Dans sa rédaction initiale, le projet de loi prévoyait que la personne ou le service nommé exercerait la curatelle ou la tutelle au nom de l'établissement, dans des conditions qui étaient renvoyées à un décret en Conseil d'État. Sur proposition de sa commission des lois et avec l'accord du Gouvernement, l'Assemblée nationale a supprimé la mention selon laquelle le préposé exerce sa mission de protection au nom de l'établissement, afin d'éviter qu'elle soit interprétée comme le plaçant dans un lien de subordination vis-à-vis de son employeur. Dès lors, les éventuelles fautes commises engageront la responsabilité du préposé , personne physique, et non celle de l'établissement . Les conséquences pour les victimes ne devraient pas être dommageables puisque les préposés sont soumis à une obligation d'assurance. Quand le préposé sera le service de l'établissement, la responsabilité de ce dernier sera bien évidemment engagée.

Afin de ne plus lier le régime de protection au choix de la personne chargée de l'exercer, la désignation d'un établissement d'hébergement ou de soins n'entraînera plus l'application des règles de la tutelle en gérance . Dans l'intérêt du majeur, le juge aura ainsi la liberté de fixer l'organisation d'une mesure confiée à un préposé d'établissement , en décidant une tutelle ou une curatelle et en prévoyant la nomination d'un subrogé curateur ou tuteur s'il l'estime nécessaire.

Sauf décision contraire du juge, la mesure s'étendra à la protection de la personne du majeur, et non plus, comme aujourd'hui, à la seule gestion de ses biens . Néanmoins, compte tenu des risques de confits d'intérêts qui peuvent exister en ce domaine, une exception est prévue en matière médicale : l'établissement ne pourra pas décider seul les diligences ou les actes graves prévus par le code de la santé publique qui touchent à la personne du majeur. Ces actes et diligences devront être autorisés par décisions spéciales du juge qui pourra notamment les confier au subrogé curateur ou tuteur ou, à défaut, à un curateur ou tuteur ad hoc . La liste des actes médicaux concernés par ce dispositif est renvoyée à un décret en Conseil d'État.

Sur proposition de sa commission des lois et avec l'accord du Gouvernement, l'Assemblée nationale a supprimé cette disposition, afin de la faire figurer dans la partie du projet de loi relative à la protection de la personne.

Plusieurs personnes entendues par votre rapporteur ont exprimé le souhait que soit supprimée toute possibilité de confier une mesure de protection d'un majeur accueilli dans un établissement social ou médico-social à un préposé de cet établissement, au motif qu'elle serait source de conflits d'intérêts. A titre d'exemple, le préposé chargé de la tutelle d'un majeur examinerait-il avec objectivité la demande de ce dernier de quitter l'établissement ? Le problème ne se pose pas dans les mêmes termes pour les établissements de santé, où le séjour des majeurs protégés est provisoire.

▶ _Consignes_
[a] Répondez aux questions suivantes d'après le texte présenté :
(i) Selon le texte, pourquoi les conséquences pour les victimes d'une faute du préposé ne devraient-elles pas être dommageables ?
(ii) Quelles règles la désignation d'un établissement d'hébergement ou de soins n'entraînera-t-elle plus ?
(iii) Pour quel type d'établissement le problème ne se pose-t-il pas dans les mêmes termes, et pour quelle raison ?
[b] Dans le texte présenté, reformulez sous forme de liste le paragraphe qui commence par « Sauf décision contraire du juge », en conservant ses faits principaux.
Répondez uniquement à partir du texte présenté.

▶ _Extraits des données_
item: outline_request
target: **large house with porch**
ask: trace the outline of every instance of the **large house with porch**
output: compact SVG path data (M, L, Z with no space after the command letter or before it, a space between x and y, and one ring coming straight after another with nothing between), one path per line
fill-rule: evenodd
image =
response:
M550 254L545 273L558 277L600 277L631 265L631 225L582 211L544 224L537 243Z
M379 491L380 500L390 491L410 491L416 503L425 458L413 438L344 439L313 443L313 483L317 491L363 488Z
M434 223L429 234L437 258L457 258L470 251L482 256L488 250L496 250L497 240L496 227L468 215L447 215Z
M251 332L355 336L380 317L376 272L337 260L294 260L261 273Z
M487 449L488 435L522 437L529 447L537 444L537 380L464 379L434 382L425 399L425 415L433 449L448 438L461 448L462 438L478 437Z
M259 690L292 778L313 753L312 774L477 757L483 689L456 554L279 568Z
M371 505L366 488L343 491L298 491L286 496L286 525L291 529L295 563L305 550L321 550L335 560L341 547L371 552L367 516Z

▶ _Réponses_
[a]
(i) Les préposés sont soumis à une obligation d'assurance.
(ii) Les règles de la tutelle en gérance.
(iii) Les établissements de santé, parce que le séjour des majeurs protégés y est provisoire.

[b]
- Sauf décision contraire du juge, la mesure couvrira la protection de la personne du majeur, et plus seulement la gestion de ses biens.
- Une exception est prévue en matière médicale : l'établissement ne pourra pas décider seul les diligences ou actes graves prévus par le code de la santé publique qui touchent à la personne du majeur.
- Ces actes et diligences devront être autorisés par décisions spéciales du juge.
- Le juge pourra notamment les confier au subrogé curateur ou tuteur, ou à défaut à un curateur ou tuteur ad hoc.
- La liste des actes médicaux concernés est renvoyée à un décret en Conseil d'État.